» **Selected excerpt**
########

7.16am ( sat at the table up since 5.45am)

I am really fed up. I have bitten all my nails off, I am afraid to stand on the scales in the bathroom because I keep eating and eating and eating. I am depressed. I am depressed with the continuous rain. I am depressed with uncertainty and unemployment. I am depressed with being depressed. I need to run or walk or draw these feelings out. I need to turn disappointment into determination, creativity and positivity. I am all out of ideas of how to turn my life around.

I had hoped that at the end of this project there would be a small silver lining, but not yet, not yet. I keep questioning where it is I am going wrong, what have I done, what am I not doing, what is it that I need to do to change things. Volunteer, retrain, study more……except that this is the situation and that no matter what I do I can’t change it? Apparently life brings choices. That there is always a route out, things that we can do. I am privileged. I am educated. I have experience. Do I except that my role of mother and an artist is enough? Except dependence? Except that I am not economically viable?

Red sky in the morning shepherds warning. Lines of red and blue skip across the roof line and the hill brow. It actually isn’t raining. I doubt the dry will last for long, more rain is forecast.

The local park has become a boating lake. The rivers are full to the brim. The fish must be tumbling around like the laundry in my machine. Apparently you cannot get to Hebden Bridge as the Calis Bridge broke an flooded the road. There are sandbanks and flood gates attached to the houses in the vulnerable areas. I have heard of flooded cellars in business properties but as yet no homes that I know of have been affected.

I got up early. Tidied the bathroom, washed up the plates and pans and mugs and utensils from the night before. I put on a load of washing. I got Naoise dressed in his sleep. I loved watching his legs and feet stretch as I removed his pyjama bottoms to put on his grey school trousers.

I ordered two second hand Moomin books;  Moominland in November and Comet over Moominland. Whilst I await the arrival of these books I decided to read Charlie and the Chocolate Factory to Naoise. I have a lovely copy with coloured images in it. Dahl, Morpurgo, Pullman and Jansson are my favourite childrens authors. I love this age. I love reading to my children. It is by and far one of my favourite parenting activities.

treerefeflectioninplayground

I asked friends on Facebook to send me words to describe rain. There is so much rain in the valley I felt I needed a downpour of language to describe it.

All the words and phrases to describe rain

Heavy drops snaking down the glass,

Smattering, misling, translucent riverlets,

Shimmering droplets pausing on soaked surfaces,

Lashing, Teeming,

Pelting, Belting

Sogging rain,
Bucketing it down,
Peeing it down,
‘Il piggin’ pleut’
Chucking it down
Cats & Dogs, Stair-rods
Wazzing it down,
Soaking, flooding, torrent, river, stream, cascade, overflow, shower,
Mizzle,
Torrent, gail,
Sighling it down,
Tipping it down,
Raining string.

########

[Coordinate annotation entries]
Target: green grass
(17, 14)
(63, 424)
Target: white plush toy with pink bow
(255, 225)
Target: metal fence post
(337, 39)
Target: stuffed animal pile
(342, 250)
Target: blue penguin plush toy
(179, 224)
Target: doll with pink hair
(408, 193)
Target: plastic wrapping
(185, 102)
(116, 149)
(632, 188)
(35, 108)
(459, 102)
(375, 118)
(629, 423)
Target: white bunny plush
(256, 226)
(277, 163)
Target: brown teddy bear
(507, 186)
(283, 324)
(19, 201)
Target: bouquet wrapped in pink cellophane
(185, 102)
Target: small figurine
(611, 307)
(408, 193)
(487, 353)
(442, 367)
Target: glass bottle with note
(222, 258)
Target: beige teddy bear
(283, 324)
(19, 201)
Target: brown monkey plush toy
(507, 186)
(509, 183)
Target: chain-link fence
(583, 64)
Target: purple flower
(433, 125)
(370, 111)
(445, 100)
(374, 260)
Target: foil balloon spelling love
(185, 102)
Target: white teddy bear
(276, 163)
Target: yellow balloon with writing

########

» **Tasks for this exercise**
1 - According to the journal passage, which two second-hand Moomin books were ordered?
2 - Turn the part of the entries that runs from the line containing "Target: brown teddy bear" through the last line of the entries, both included, into a JSON list of strings with one string per line and blank lines left out.
The journal passage has no connection to the entries.

» **Solution set**
1 - Moominland in November and Comet over Moominland.

2 -
[
  "Target: brown teddy bear",
  "(507, 186)",
  "(283, 324)",
  "(19, 201)",
  "Target: bouquet wrapped in pink cellophane",
  "(185, 102)",
  "Target: small figurine",
  "(611, 307)",
  "(408, 193)",
  "(487, 353)",
  "(442, 367)",
  "Target: glass bottle with note",
  "(222, 258)",
  "Target: beige teddy bear",
  "(283, 324)",
  "(19, 201)",
  "Target: brown monkey plush toy",
  "(507, 186)",
  "(509, 183)",
  "Target: chain-link fence",
  "(583, 64)",
  "Target: purple flower",
  "(433, 125)",
  "(370, 111)",
  "(445, 100)",
  "(374, 260)",
  "Target: foil balloon spelling love",
  "(185, 102)",
  "Target: white teddy bear",
  "(276, 163)",
  "Target: yellow balloon with writing"
]